Akademisyenler ve gerçek hayat
Dün Türk akademisyenlerinin genel bir özelliği olan saflıklarına değindim. Elbette istisnalar vardır ama akademisyenlerin hem de nitelikli olanların bile çoğunluğu gerçek hayat karşısında saftirik bu...
Dün Türk akademisyenlerinin genel bir özelliği olan saflıklarına değindim. Elbette istisnalar vardır ama akademisyenlerin hem de nitelikli olanların bile çoğunluğu gerçek hayat karşısında saftirik bu ülkede. Akademinin tecrit edilmiş duvarları dışına çıkıp gerçek rekabetin yani kurtların çakalların ve tilkilerin olduğu siyaset ve ticaret arenasında da çok kötü çuvallıyor birçok akademisyen. Hem de en iyileri bile çuvallayabiliyor. Çünkü ticari ve siyasi hayatta başarılı olmak ve hele lider olmak için o kişide kurt zekâsının üst seviyede olması gerekiyor. Böyle bir kurt zekâsına sahip olmayan kişi ticarette ve siyasette liderliğe soyunursa kendini helak edip harcatmaktan başka bir işe yaramıyor.

-- Verilen görev --
Akademisyenler ve gerçek hayat konulu metindeki “Çünkü ticari ve siyasi hayatta başarılı olmak ve hele lider olmak için o kişide kurt zekâsının üst seviyede olması gerekiyor.” cümlesini İngilizceye çeviriniz. Bu kayıtlar farklı bir kaynaktan derlenmiştir.

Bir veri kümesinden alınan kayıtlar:

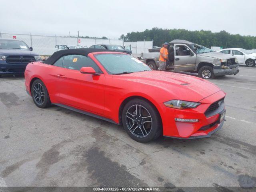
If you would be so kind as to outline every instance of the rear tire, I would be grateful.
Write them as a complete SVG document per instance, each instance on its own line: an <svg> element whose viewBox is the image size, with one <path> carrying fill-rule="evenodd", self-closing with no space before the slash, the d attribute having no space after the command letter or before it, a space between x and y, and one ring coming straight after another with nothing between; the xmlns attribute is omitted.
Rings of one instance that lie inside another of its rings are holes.
<svg viewBox="0 0 256 192"><path fill-rule="evenodd" d="M40 108L46 108L51 106L48 91L42 81L40 79L35 80L31 90L33 101L36 106Z"/></svg>
<svg viewBox="0 0 256 192"><path fill-rule="evenodd" d="M213 79L215 76L212 67L207 66L203 66L198 71L198 76L203 79Z"/></svg>
<svg viewBox="0 0 256 192"><path fill-rule="evenodd" d="M249 67L252 67L255 65L255 62L252 59L248 59L245 61L245 64Z"/></svg>
<svg viewBox="0 0 256 192"><path fill-rule="evenodd" d="M147 65L148 65L148 66L152 70L157 70L157 66L156 66L156 63L154 61L150 61L147 63Z"/></svg>
<svg viewBox="0 0 256 192"><path fill-rule="evenodd" d="M162 134L161 117L156 109L142 99L134 99L125 105L122 122L129 136L138 142L146 143Z"/></svg>

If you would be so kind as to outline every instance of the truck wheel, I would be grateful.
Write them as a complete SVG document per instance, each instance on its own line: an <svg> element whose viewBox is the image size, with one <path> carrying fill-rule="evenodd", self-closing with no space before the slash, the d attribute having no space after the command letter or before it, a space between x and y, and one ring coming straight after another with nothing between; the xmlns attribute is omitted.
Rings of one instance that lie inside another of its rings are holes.
<svg viewBox="0 0 256 192"><path fill-rule="evenodd" d="M255 63L252 59L248 59L246 61L245 64L248 67L252 67L255 65Z"/></svg>
<svg viewBox="0 0 256 192"><path fill-rule="evenodd" d="M213 69L210 66L203 66L198 71L198 76L204 79L213 79L214 78Z"/></svg>
<svg viewBox="0 0 256 192"><path fill-rule="evenodd" d="M154 61L150 61L147 63L147 65L152 70L157 70L157 66Z"/></svg>

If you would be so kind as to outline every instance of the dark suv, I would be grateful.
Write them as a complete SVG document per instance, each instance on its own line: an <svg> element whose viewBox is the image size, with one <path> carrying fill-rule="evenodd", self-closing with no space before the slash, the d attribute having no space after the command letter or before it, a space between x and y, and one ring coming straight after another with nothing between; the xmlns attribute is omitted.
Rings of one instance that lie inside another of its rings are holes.
<svg viewBox="0 0 256 192"><path fill-rule="evenodd" d="M126 46L125 49L122 46L118 45L107 45L101 44L100 45L93 45L89 48L95 48L97 49L106 49L107 50L111 50L117 52L122 52L127 54L131 54L132 53L130 46Z"/></svg>
<svg viewBox="0 0 256 192"><path fill-rule="evenodd" d="M28 63L41 60L24 42L0 38L0 77L2 75L22 74Z"/></svg>

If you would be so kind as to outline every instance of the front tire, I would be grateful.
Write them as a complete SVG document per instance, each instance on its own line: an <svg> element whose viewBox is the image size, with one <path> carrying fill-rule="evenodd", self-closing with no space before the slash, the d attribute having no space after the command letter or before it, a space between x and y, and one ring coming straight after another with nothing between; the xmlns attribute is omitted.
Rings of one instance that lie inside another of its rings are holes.
<svg viewBox="0 0 256 192"><path fill-rule="evenodd" d="M245 61L245 64L249 67L252 67L255 65L255 62L253 60L248 59Z"/></svg>
<svg viewBox="0 0 256 192"><path fill-rule="evenodd" d="M198 71L198 76L203 79L213 79L215 76L212 67L210 66L203 66Z"/></svg>
<svg viewBox="0 0 256 192"><path fill-rule="evenodd" d="M156 66L156 63L154 61L150 61L147 63L147 65L148 65L148 66L152 70L157 70L157 66Z"/></svg>
<svg viewBox="0 0 256 192"><path fill-rule="evenodd" d="M156 109L142 99L133 99L125 105L122 122L129 136L138 142L146 143L162 134L162 121Z"/></svg>
<svg viewBox="0 0 256 192"><path fill-rule="evenodd" d="M40 108L46 108L51 106L48 91L42 81L35 80L31 86L31 94L33 101Z"/></svg>

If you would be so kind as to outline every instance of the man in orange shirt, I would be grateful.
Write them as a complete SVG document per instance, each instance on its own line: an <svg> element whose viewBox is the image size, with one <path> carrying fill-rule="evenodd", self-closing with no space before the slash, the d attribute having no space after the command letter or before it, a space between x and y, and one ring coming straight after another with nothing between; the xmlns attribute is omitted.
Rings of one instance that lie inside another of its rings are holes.
<svg viewBox="0 0 256 192"><path fill-rule="evenodd" d="M159 70L164 71L166 66L166 60L168 58L168 43L166 42L164 44L164 46L160 50L160 56L159 57Z"/></svg>

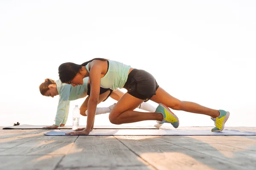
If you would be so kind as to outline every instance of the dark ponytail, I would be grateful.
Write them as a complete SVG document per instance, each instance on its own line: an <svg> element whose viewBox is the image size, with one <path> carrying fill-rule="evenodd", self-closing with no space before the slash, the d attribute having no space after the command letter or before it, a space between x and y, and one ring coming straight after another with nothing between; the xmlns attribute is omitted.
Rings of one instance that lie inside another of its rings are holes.
<svg viewBox="0 0 256 170"><path fill-rule="evenodd" d="M58 74L60 79L63 83L67 83L71 81L79 71L82 66L85 66L88 63L94 60L101 61L107 61L108 60L101 58L95 58L90 61L84 62L81 65L73 62L65 62L61 64L58 68Z"/></svg>

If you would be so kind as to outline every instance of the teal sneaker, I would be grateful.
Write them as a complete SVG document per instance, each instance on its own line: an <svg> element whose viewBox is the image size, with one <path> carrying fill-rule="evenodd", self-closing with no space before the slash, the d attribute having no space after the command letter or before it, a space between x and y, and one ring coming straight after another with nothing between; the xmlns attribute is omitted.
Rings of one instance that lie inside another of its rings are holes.
<svg viewBox="0 0 256 170"><path fill-rule="evenodd" d="M215 119L211 118L214 121L215 127L212 129L212 132L221 132L224 129L224 125L229 117L230 113L223 110L219 110L220 116Z"/></svg>
<svg viewBox="0 0 256 170"><path fill-rule="evenodd" d="M170 123L175 128L179 127L179 119L178 117L169 109L168 107L159 103L158 106L156 109L155 112L157 113L161 113L163 116L163 119L162 121L157 121L157 124L160 127L164 123Z"/></svg>

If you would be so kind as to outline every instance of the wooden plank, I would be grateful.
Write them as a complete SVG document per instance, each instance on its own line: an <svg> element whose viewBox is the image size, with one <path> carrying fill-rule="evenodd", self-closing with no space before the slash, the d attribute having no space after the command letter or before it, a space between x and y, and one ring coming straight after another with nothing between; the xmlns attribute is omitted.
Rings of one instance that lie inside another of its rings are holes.
<svg viewBox="0 0 256 170"><path fill-rule="evenodd" d="M188 136L191 139L204 144L219 144L243 150L256 150L255 136Z"/></svg>
<svg viewBox="0 0 256 170"><path fill-rule="evenodd" d="M54 170L63 155L0 156L1 170Z"/></svg>
<svg viewBox="0 0 256 170"><path fill-rule="evenodd" d="M77 137L43 136L3 151L0 155L65 155Z"/></svg>
<svg viewBox="0 0 256 170"><path fill-rule="evenodd" d="M223 163L230 162L246 167L247 169L253 169L256 167L256 153L255 151L214 143L176 145L220 159Z"/></svg>
<svg viewBox="0 0 256 170"><path fill-rule="evenodd" d="M79 136L59 164L61 167L74 169L145 165L148 165L146 162L113 136Z"/></svg>
<svg viewBox="0 0 256 170"><path fill-rule="evenodd" d="M12 148L44 136L43 134L15 134L0 139L0 148ZM2 136L3 137L3 136Z"/></svg>
<svg viewBox="0 0 256 170"><path fill-rule="evenodd" d="M151 165L159 170L241 169L241 167L210 156L194 151L192 149L186 149L176 144L157 139L160 139L161 136L148 139L146 140L134 140L134 136L115 137Z"/></svg>
<svg viewBox="0 0 256 170"><path fill-rule="evenodd" d="M128 167L59 167L55 170L155 170L155 168L150 166L131 166Z"/></svg>

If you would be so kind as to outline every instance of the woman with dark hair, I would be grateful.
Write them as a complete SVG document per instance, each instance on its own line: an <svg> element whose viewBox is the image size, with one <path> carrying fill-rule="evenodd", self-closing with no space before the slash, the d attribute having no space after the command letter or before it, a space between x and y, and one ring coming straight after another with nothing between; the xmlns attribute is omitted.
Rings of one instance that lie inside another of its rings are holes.
<svg viewBox="0 0 256 170"><path fill-rule="evenodd" d="M66 62L59 66L58 73L62 82L74 87L83 85L83 79L89 77L91 85L86 128L67 134L89 134L94 119L101 87L114 91L118 88L125 88L128 91L109 114L110 122L115 124L155 120L160 124L169 123L177 128L179 120L168 108L170 108L209 116L215 124L212 131L220 132L224 129L230 115L229 112L222 110L214 110L194 102L181 101L159 87L149 73L117 61L96 58L81 65ZM143 101L149 99L159 104L154 112L145 113L133 110Z"/></svg>
<svg viewBox="0 0 256 170"><path fill-rule="evenodd" d="M54 97L59 94L59 102L55 118L55 123L52 125L46 126L44 128L56 129L59 127L63 127L65 125L67 119L70 101L85 97L87 95L90 96L90 86L88 79L89 77L85 77L83 79L84 85L74 87L70 85L61 83L59 79L54 81L51 79L46 79L44 82L40 85L39 90L42 95ZM119 89L113 91L109 88L105 89L101 88L99 103L102 101L105 101L109 96L112 99L118 101L124 94L122 91ZM80 108L80 114L82 116L87 116L87 105L88 99L89 97L87 97ZM110 113L115 104L115 103L108 107L97 108L96 115ZM148 103L141 105L138 108L148 111L153 111L153 110L155 110L155 108ZM157 124L155 126L159 127L161 125ZM93 128L93 126L92 126L92 128Z"/></svg>

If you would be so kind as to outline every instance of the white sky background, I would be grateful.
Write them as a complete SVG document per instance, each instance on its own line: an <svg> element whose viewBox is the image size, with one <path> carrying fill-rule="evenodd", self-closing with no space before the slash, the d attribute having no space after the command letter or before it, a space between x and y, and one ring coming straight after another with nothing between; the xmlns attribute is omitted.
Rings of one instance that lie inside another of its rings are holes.
<svg viewBox="0 0 256 170"><path fill-rule="evenodd" d="M181 100L229 111L226 126L255 126L256 8L254 0L0 1L0 126L53 124L58 97L42 96L40 84L58 79L63 62L103 57L148 71ZM83 102L71 102L67 125ZM180 126L213 126L174 112ZM95 125L110 125L108 114Z"/></svg>

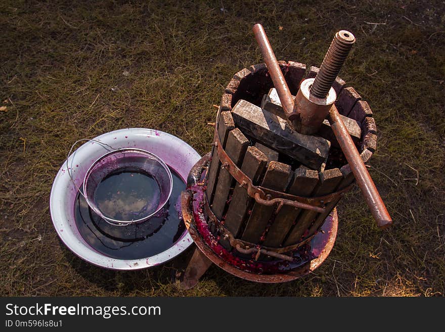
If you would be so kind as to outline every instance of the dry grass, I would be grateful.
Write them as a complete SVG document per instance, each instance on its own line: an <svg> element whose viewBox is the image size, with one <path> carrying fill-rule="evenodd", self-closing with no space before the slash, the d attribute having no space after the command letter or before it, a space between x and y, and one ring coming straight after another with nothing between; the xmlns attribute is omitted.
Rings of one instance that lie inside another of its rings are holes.
<svg viewBox="0 0 445 332"><path fill-rule="evenodd" d="M443 296L442 2L146 2L0 4L0 295ZM371 172L394 226L377 230L355 189L339 206L327 262L282 284L213 266L181 292L170 282L171 263L115 272L74 256L58 240L48 207L70 145L143 127L204 154L212 105L234 73L260 62L251 32L258 22L277 57L308 65L321 63L335 31L355 34L341 76L374 111L379 140ZM418 183L409 179L418 176Z"/></svg>

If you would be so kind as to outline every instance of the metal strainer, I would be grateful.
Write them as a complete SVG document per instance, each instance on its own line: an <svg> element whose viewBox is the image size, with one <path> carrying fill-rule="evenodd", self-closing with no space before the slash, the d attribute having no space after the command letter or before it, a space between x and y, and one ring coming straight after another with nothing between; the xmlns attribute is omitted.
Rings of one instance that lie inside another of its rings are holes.
<svg viewBox="0 0 445 332"><path fill-rule="evenodd" d="M153 190L137 198L128 193L122 195L118 191L109 193L111 196L106 199L99 200L96 193L101 183L123 172L149 176L153 180ZM171 173L159 157L145 150L124 148L113 149L95 161L85 175L83 191L77 188L98 215L113 225L126 226L145 221L161 212L172 187Z"/></svg>

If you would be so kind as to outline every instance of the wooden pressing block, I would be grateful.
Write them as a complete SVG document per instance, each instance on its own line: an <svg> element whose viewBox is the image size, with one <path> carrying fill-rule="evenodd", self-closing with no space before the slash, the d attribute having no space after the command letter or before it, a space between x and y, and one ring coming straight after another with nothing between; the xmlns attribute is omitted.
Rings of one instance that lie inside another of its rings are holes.
<svg viewBox="0 0 445 332"><path fill-rule="evenodd" d="M355 103L361 100L362 97L354 88L351 86L345 87L337 96L335 106L340 114L348 116Z"/></svg>
<svg viewBox="0 0 445 332"><path fill-rule="evenodd" d="M255 147L249 147L243 160L241 171L257 185L258 180L264 173L268 158ZM244 187L237 183L233 192L232 201L226 216L225 225L235 238L238 235L243 221L248 217L247 210L253 200Z"/></svg>
<svg viewBox="0 0 445 332"><path fill-rule="evenodd" d="M372 116L372 111L367 102L359 100L355 103L348 116L361 123L365 118Z"/></svg>
<svg viewBox="0 0 445 332"><path fill-rule="evenodd" d="M372 152L368 149L363 150L360 154L360 157L362 157L362 160L365 164L368 162L371 156L372 156ZM352 173L352 171L348 164L346 164L340 168L340 171L341 172L343 177L340 181L340 183L338 184L338 186L337 186L336 191L341 190L342 189L345 188L352 183L355 179L354 177L354 174ZM312 234L318 230L323 223L323 221L324 221L329 213L331 213L330 211L331 211L334 207L337 205L341 198L341 197L339 196L334 201L327 204L326 205L326 211L327 212L324 213L320 213L317 216L315 221L309 229L309 234Z"/></svg>
<svg viewBox="0 0 445 332"><path fill-rule="evenodd" d="M291 172L289 165L271 161L261 185L272 190L284 191L289 183ZM255 203L241 239L252 243L258 243L276 208L275 205L268 206Z"/></svg>
<svg viewBox="0 0 445 332"><path fill-rule="evenodd" d="M236 128L229 133L226 143L226 152L237 166L239 166L244 158L244 154L249 146L249 140L241 130ZM224 167L224 168L223 168ZM224 208L227 203L229 192L232 186L233 177L224 165L220 166L218 182L212 204L212 211L220 220L223 218Z"/></svg>
<svg viewBox="0 0 445 332"><path fill-rule="evenodd" d="M334 168L320 172L319 178L311 196L324 196L333 193L343 178L343 174L338 168ZM305 210L301 213L284 245L290 246L300 241L318 214L317 212L309 210Z"/></svg>
<svg viewBox="0 0 445 332"><path fill-rule="evenodd" d="M266 158L268 159L268 166L269 166L269 163L271 161L278 161L279 154L275 150L272 150L270 148L268 148L258 142L255 144L255 147L262 152L266 156Z"/></svg>
<svg viewBox="0 0 445 332"><path fill-rule="evenodd" d="M310 196L318 182L318 172L317 171L300 166L295 170L293 179L287 192L298 196ZM263 244L273 247L281 246L301 211L301 209L296 209L288 205L283 206L270 227Z"/></svg>
<svg viewBox="0 0 445 332"><path fill-rule="evenodd" d="M269 90L269 93L264 95L261 103L261 107L263 109L269 111L271 113L274 113L281 118L286 118L284 111L283 111L283 107L281 106L281 102L280 101L280 98L278 97L277 89L275 87ZM359 122L353 119L343 115L340 115L340 117L343 120L343 123L344 123L349 134L352 138L352 140L356 144L358 144L362 135L362 130L360 129L360 125ZM323 124L322 124L317 134L330 141L332 144L332 146L337 148L340 147L337 141L337 138L335 138L335 135L331 128L329 121L327 119L325 119L323 121Z"/></svg>
<svg viewBox="0 0 445 332"><path fill-rule="evenodd" d="M219 140L223 145L223 147L226 146L226 141L229 136L229 132L235 128L235 124L233 122L233 119L232 117L232 114L230 112L225 111L221 112L219 114L219 122L216 124L218 126L218 134L219 135ZM215 147L213 147L213 151L212 156L212 161L210 163L209 168L208 172L207 188L206 189L206 193L207 194L207 199L209 203L212 202L212 195L213 194L213 189L215 188L216 179L218 177L218 174L219 172L219 167L221 163L218 159L217 152Z"/></svg>
<svg viewBox="0 0 445 332"><path fill-rule="evenodd" d="M329 154L328 140L300 134L286 120L245 100L238 101L232 115L245 134L310 168L318 169Z"/></svg>

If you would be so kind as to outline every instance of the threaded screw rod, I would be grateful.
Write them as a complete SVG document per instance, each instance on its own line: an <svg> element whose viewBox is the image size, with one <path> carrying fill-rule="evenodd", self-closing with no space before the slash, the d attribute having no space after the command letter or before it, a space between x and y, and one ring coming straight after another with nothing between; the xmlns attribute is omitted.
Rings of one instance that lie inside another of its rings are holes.
<svg viewBox="0 0 445 332"><path fill-rule="evenodd" d="M349 31L341 30L335 34L314 81L311 94L321 99L326 98L355 42L355 37Z"/></svg>

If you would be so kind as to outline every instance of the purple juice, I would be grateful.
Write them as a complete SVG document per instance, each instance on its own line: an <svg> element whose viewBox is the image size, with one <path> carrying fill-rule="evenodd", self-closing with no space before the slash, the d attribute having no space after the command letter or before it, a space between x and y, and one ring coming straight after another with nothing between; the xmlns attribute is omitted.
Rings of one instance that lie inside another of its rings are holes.
<svg viewBox="0 0 445 332"><path fill-rule="evenodd" d="M170 169L173 189L169 201L154 216L139 224L123 226L110 225L96 214L85 199L78 194L74 205L74 217L82 237L99 252L118 259L145 258L171 247L181 238L186 229L181 214L181 193L185 189L186 183L173 170ZM135 177L135 173L132 174L133 177L130 176L132 179ZM127 176L127 174L115 177L112 175L109 180L116 179L116 182L119 182L119 179ZM139 180L145 181L143 183L150 182L146 179ZM113 187L116 183L107 184L106 187ZM148 184L154 185L151 182ZM142 193L145 192L141 190ZM105 194L108 193L105 191Z"/></svg>
<svg viewBox="0 0 445 332"><path fill-rule="evenodd" d="M130 221L154 212L159 205L161 189L149 173L121 168L104 178L94 192L94 201L104 216Z"/></svg>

-- Alıştırma yanıtı --
Because in order to succeed in commercial and political life, and especially to become a leader, that person needs to possess shrewdness of the highest order.